Supplied records:
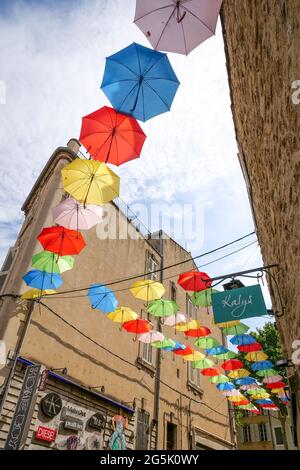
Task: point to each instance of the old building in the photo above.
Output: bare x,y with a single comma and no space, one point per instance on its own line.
98,372
262,42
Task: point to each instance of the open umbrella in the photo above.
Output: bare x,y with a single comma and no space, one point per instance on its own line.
47,261
76,216
177,26
140,82
90,181
147,290
61,240
111,137
194,281
102,298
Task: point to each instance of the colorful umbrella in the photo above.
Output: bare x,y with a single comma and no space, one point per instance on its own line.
140,82
90,182
47,261
73,215
147,290
111,137
194,281
102,298
42,280
177,26
162,308
61,240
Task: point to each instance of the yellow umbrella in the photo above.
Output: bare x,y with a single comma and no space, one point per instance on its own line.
238,373
122,314
147,290
90,181
36,293
256,356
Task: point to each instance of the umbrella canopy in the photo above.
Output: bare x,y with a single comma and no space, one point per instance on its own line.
151,336
177,26
194,281
111,137
137,326
74,215
90,181
232,364
48,261
42,280
122,314
102,298
163,308
206,342
203,298
147,290
140,82
61,240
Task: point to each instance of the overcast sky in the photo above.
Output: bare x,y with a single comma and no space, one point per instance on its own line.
51,64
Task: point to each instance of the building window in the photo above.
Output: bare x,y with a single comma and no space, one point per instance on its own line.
171,436
142,430
247,434
278,436
263,434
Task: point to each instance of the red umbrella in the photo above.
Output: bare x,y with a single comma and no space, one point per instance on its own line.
61,240
194,281
111,137
197,333
232,364
249,347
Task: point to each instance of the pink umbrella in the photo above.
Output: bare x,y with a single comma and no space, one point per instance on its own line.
73,215
151,337
177,26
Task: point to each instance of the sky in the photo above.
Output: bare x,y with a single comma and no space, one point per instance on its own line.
51,66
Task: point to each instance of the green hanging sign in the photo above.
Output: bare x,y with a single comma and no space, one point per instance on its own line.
237,304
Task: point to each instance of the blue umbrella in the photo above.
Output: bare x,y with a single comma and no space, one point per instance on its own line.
102,298
225,387
140,82
242,339
262,365
42,280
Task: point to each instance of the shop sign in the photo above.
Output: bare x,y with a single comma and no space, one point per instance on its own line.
45,434
237,304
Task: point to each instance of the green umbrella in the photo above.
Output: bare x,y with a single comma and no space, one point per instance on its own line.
51,263
163,308
166,343
206,342
239,329
203,298
204,364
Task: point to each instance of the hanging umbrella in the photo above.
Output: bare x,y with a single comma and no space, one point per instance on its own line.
140,82
42,280
203,298
147,290
206,342
256,356
102,298
242,339
111,137
162,308
177,26
74,215
232,364
151,337
61,240
47,261
194,281
122,314
90,182
236,329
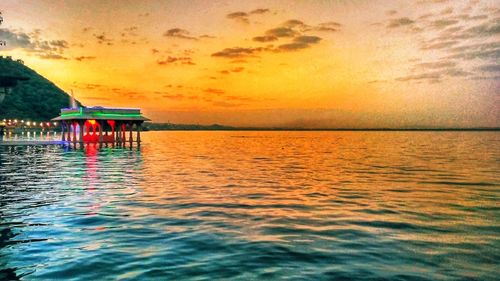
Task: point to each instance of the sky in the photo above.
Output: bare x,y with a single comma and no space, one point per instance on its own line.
308,63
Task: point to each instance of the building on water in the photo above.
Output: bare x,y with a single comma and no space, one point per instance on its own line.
101,125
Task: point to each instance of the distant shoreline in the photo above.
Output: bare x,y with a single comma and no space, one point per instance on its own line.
216,127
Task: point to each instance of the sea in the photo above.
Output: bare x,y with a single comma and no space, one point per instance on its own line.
254,205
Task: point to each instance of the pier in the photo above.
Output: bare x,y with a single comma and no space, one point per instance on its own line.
101,125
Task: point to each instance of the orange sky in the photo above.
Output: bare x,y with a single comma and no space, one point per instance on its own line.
270,63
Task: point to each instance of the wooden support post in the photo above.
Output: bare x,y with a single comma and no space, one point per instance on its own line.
124,135
69,131
101,135
130,138
138,133
118,134
80,123
74,132
62,131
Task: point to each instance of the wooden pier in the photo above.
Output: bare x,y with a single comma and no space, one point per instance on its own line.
101,125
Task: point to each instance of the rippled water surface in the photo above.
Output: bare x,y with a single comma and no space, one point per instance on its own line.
255,206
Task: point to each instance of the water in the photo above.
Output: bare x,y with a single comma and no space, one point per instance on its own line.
255,206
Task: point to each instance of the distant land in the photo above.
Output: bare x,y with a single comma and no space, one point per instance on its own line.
39,99
36,99
149,126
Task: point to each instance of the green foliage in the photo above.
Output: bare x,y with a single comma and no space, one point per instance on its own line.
37,99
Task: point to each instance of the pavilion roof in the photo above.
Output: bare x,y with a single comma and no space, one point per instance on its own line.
101,113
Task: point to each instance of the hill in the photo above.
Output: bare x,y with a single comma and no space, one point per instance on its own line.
36,99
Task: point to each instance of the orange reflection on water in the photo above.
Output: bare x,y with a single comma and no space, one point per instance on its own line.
375,182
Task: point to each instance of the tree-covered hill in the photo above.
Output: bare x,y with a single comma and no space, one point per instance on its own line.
36,99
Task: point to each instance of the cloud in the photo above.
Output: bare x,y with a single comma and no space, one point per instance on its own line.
52,57
176,61
260,11
82,58
217,92
443,23
435,76
307,39
435,65
102,39
490,68
238,52
239,16
33,43
237,69
399,22
265,38
281,32
179,33
16,39
244,17
299,42
292,47
328,26
173,96
226,104
439,45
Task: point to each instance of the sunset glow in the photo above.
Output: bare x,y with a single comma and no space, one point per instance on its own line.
270,63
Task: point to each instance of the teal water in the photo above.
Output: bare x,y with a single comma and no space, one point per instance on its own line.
255,206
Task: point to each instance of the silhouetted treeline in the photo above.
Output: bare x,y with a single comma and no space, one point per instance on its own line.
37,99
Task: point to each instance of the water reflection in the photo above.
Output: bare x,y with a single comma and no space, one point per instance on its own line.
49,198
254,205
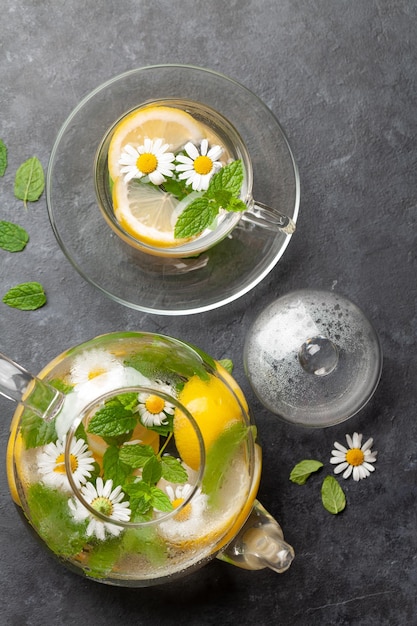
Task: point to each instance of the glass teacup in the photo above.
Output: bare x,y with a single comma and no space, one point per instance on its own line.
205,125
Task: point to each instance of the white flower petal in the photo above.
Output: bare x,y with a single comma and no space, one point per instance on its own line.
348,471
191,150
340,468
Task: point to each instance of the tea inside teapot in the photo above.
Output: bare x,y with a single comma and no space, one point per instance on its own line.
149,469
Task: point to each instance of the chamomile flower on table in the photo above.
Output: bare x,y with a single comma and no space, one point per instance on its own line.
51,464
197,166
106,500
153,409
151,160
356,460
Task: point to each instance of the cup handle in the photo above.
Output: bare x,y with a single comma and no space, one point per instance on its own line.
266,217
259,544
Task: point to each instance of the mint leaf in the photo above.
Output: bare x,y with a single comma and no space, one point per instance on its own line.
229,178
160,500
236,205
302,471
136,455
26,296
114,467
152,471
221,454
3,157
29,181
332,495
51,517
223,197
159,360
36,431
195,218
112,420
177,187
13,238
227,364
172,470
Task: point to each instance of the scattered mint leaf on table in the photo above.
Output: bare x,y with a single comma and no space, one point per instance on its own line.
13,238
26,296
303,470
29,181
3,157
332,495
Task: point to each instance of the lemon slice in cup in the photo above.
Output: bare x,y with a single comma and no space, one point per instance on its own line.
171,124
148,213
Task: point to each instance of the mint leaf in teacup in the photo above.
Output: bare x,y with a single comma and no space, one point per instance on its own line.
222,193
195,218
229,178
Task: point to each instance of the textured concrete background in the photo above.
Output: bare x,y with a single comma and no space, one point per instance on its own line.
342,79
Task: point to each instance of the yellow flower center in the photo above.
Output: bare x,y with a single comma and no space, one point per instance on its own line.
185,513
355,456
102,505
96,372
60,463
147,163
203,165
154,404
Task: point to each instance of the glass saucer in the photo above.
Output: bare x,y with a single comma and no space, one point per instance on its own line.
313,358
141,281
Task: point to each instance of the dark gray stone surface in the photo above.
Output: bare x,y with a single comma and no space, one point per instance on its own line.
342,79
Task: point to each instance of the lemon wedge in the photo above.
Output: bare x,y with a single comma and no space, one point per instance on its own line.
148,213
175,126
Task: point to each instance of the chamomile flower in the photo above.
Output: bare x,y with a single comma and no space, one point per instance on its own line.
355,460
91,364
189,522
198,166
51,464
106,500
153,409
151,159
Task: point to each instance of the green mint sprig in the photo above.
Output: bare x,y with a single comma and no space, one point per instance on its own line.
25,296
3,157
222,193
115,422
332,494
13,237
29,181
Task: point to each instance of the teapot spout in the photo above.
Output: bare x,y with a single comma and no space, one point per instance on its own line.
259,544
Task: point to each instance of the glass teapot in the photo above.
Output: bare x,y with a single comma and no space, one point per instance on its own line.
134,459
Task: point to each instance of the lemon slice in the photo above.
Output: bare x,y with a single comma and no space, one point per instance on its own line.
173,125
148,213
213,407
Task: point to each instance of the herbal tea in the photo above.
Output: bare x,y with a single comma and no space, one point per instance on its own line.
150,467
169,173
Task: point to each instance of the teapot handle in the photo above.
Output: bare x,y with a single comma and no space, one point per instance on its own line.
259,544
19,385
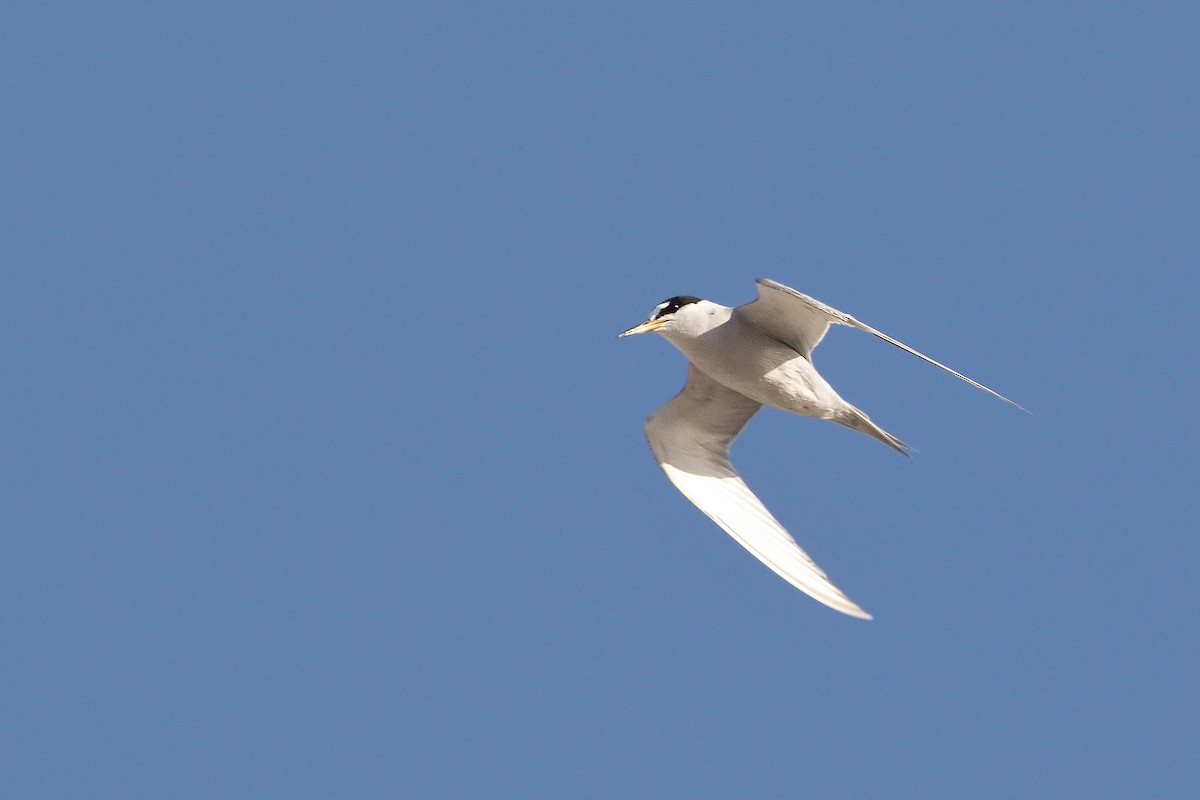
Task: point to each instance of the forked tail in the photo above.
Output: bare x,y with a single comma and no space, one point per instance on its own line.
855,419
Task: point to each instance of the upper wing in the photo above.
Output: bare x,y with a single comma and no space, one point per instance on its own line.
690,437
801,322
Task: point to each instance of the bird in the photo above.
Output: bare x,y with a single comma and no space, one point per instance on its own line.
739,360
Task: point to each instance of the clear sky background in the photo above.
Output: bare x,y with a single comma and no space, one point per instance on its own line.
324,473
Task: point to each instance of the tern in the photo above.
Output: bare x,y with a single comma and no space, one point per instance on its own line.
739,360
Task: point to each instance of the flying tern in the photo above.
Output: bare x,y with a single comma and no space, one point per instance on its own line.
739,360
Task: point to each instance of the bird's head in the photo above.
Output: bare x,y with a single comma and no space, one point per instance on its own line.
664,314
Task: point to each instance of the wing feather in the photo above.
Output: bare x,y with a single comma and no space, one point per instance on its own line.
801,322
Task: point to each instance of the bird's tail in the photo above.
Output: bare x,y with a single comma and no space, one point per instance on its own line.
855,419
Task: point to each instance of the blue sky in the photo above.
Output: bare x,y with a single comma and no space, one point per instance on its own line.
324,473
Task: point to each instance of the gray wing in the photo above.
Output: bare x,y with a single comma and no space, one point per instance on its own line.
801,323
690,437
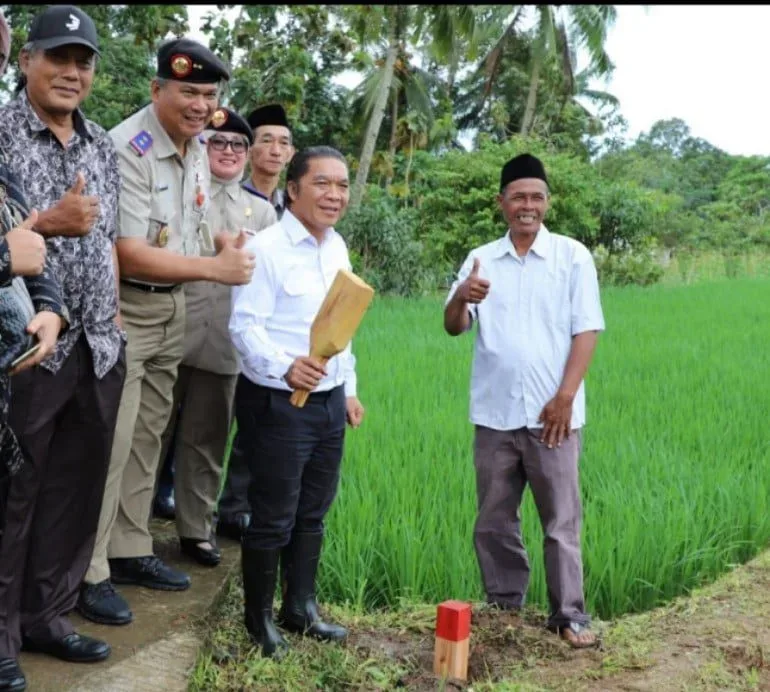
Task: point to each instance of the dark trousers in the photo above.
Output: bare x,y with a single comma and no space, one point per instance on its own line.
65,424
235,493
294,457
506,461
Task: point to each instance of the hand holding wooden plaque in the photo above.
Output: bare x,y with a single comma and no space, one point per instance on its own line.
337,320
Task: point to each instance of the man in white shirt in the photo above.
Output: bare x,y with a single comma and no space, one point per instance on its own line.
293,454
535,296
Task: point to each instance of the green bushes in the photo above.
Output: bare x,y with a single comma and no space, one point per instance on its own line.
410,239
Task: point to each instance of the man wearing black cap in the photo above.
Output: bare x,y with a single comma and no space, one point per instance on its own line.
63,412
271,152
164,198
535,296
205,387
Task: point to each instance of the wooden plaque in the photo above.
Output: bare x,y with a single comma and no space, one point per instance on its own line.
337,320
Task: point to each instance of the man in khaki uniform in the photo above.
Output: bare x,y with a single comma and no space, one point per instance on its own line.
163,200
205,388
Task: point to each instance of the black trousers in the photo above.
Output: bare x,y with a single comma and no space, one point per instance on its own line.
235,493
294,457
65,424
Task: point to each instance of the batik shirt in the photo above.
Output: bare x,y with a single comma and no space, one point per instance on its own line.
83,266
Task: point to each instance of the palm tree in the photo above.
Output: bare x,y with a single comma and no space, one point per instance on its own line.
391,27
560,30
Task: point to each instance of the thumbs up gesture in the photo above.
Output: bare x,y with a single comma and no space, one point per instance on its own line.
27,248
75,213
234,264
474,289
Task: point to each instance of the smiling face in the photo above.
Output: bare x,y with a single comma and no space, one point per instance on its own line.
524,203
227,154
58,79
320,196
272,149
184,109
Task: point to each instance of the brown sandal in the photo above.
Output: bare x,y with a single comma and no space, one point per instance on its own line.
572,635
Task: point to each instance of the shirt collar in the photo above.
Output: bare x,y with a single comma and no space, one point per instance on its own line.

Your objective: Which of the lines above mention the word "surface"? Pull those lines out.

Solution to the problem:
Task: point to each instance of the rippled water surface in the photo above.
Task: point to each instance of the dark gray stone surface in the photo above.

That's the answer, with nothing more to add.